#### Given entries
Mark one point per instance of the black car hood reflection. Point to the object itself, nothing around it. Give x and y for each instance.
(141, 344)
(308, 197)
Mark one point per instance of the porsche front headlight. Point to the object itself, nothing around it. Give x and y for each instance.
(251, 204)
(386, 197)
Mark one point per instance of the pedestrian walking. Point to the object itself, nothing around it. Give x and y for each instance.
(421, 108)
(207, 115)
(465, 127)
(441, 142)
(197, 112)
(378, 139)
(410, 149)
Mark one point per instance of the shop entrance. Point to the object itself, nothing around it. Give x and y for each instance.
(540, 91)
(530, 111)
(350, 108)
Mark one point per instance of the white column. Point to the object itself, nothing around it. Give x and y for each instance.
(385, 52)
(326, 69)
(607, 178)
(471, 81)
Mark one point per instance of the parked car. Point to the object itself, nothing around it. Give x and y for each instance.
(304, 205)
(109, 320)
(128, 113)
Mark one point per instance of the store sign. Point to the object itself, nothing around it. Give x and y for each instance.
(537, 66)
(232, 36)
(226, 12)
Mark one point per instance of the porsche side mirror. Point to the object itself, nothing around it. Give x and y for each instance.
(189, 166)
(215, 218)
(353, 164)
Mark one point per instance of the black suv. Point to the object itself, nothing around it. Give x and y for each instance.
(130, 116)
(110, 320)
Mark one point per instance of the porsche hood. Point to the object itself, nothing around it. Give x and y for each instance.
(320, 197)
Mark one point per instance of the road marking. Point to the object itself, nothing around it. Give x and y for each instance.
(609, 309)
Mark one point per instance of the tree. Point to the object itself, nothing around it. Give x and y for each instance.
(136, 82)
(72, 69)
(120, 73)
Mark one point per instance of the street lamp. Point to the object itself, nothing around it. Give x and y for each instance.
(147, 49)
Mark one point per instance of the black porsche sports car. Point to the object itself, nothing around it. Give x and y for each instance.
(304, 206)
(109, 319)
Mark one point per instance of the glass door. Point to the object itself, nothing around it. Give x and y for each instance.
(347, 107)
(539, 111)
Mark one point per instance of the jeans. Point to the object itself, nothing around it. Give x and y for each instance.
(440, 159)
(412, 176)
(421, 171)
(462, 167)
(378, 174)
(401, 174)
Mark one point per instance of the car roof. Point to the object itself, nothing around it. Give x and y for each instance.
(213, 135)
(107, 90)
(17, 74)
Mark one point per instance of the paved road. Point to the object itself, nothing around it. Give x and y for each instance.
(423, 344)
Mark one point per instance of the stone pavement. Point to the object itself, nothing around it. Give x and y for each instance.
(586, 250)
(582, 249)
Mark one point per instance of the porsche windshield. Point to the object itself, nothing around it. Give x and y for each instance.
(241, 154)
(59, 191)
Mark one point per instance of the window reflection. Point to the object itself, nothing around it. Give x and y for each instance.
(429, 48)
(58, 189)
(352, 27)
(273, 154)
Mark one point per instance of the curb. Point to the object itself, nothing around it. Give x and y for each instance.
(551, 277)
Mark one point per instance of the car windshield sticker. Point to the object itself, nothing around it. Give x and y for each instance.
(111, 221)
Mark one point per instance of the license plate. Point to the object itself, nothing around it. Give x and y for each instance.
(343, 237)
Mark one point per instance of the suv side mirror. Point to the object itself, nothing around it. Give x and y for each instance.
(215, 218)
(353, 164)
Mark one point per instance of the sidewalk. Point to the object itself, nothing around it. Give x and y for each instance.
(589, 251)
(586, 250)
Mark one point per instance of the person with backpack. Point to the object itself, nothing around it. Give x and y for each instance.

#### Written task
Exactly as written above, please repeat the entries.

#### Response to the task
Mark one point per instance of the black car hood reflection. Point to the object itself, nothing around it. Give x and y for each instance.
(141, 344)
(308, 197)
Mark one point per instance of the porsche front headlight. Point to the object itself, nothing around it. Give x and y for each instance.
(251, 204)
(386, 197)
Mark one point per instance of the pedestrian walking. Point to the object itself, nothing around it. Give x and y for each instance.
(421, 108)
(207, 115)
(465, 127)
(441, 142)
(197, 112)
(378, 139)
(410, 149)
Mark one point per instance of the shop entrance. Point to the object itself, nothing around it. Give x and y for each instance.
(540, 91)
(530, 111)
(350, 108)
Mark one point per instance of the white column. Point to the object itself, nothing around it. Give x and y for each instance.
(385, 52)
(326, 69)
(607, 178)
(471, 81)
Mark one point per instance of the parked car. Point to the object itself, nothing around it. Give x and y for each instance.
(304, 205)
(109, 320)
(128, 113)
Mark one point per instance of the store sign. Point to the object itself, nothing around it. Give x and y for each instance.
(537, 66)
(232, 36)
(226, 12)
Mark one point per instance of the porsche side mirror. Point to the object itself, nothing around it. Give x and y for each instance.
(189, 166)
(215, 218)
(353, 164)
Mark one point per instance of the black suv. Point to the object itself, nothing around it. Give x and y for each instance.
(130, 116)
(110, 320)
Mark one point per instance of the porsche hood. Point to the object itself, nothing around it. Give x and y for each instance.
(320, 197)
Mark one point per instance of the road marking. Point to the object itself, nothing around it. Give x and y for each instance.
(609, 309)
Mark one point per instance of the tree. Point to the object itself, nothing around it. Give x and y for each instance.
(136, 82)
(72, 69)
(120, 73)
Mark one point per instance of the street lamp. Point to the object itself, nothing around it. Give x and y for each instance.
(147, 49)
Mark one point per instance of the black porsche sports car. Point to the object itself, nothing around it. Give x and y for each instance.
(304, 206)
(109, 319)
Mark one point per instance of the glass door. Point to the object itself, nothing around it. Give x and y for each instance.
(347, 107)
(539, 111)
Mark one point per instance of the jeans. Point to the object itself, nothing around it. Give x and y for each instance.
(440, 159)
(412, 176)
(421, 171)
(462, 167)
(378, 174)
(401, 174)
Mark one point per instance of the car roof. Point to the object itself, nothing around it. Give x and y for each instance.
(213, 135)
(107, 90)
(17, 74)
Mark one point per instance of the paved road. Point to the object itself, nothing around it. Give x and y for each instance.
(423, 344)
Mark one point per instance of the stone pavement. Point to the object itself, nothing around it. Give x and y for each instance.
(586, 250)
(582, 249)
Mark one point per instance of the porsche windshield. Point to the object itself, nothing around it. Give x and y for each instance.
(241, 154)
(59, 191)
Mark one point per instance of the window reflection. Point to the object itself, nothing around it. Give x and y for each instance.
(429, 48)
(58, 189)
(352, 27)
(273, 154)
Mark one point per instance of the curb. Point to the object itself, nothing around it. Give x and y for each instance.
(551, 277)
Mark one point per instance of the car windshield sticker. Point to the object itself, nothing around it. Give x and y for each instance.
(111, 221)
Mark one point per instance of the license plate. Point to the object itself, nothing around it. Give x and y for each instance.
(343, 237)
Mark one point per instance of the suv side mirror. Point to the object itself, nothing around it. Give x and y for each instance.
(215, 218)
(353, 164)
Mark one point per instance of the sidewalk. Point to the object itself, nothing around it. Give x and y for each instance.
(589, 251)
(586, 250)
Mark one point per instance of the person with backpack. Point to the object itself, nothing around it. Give x and y for each instance.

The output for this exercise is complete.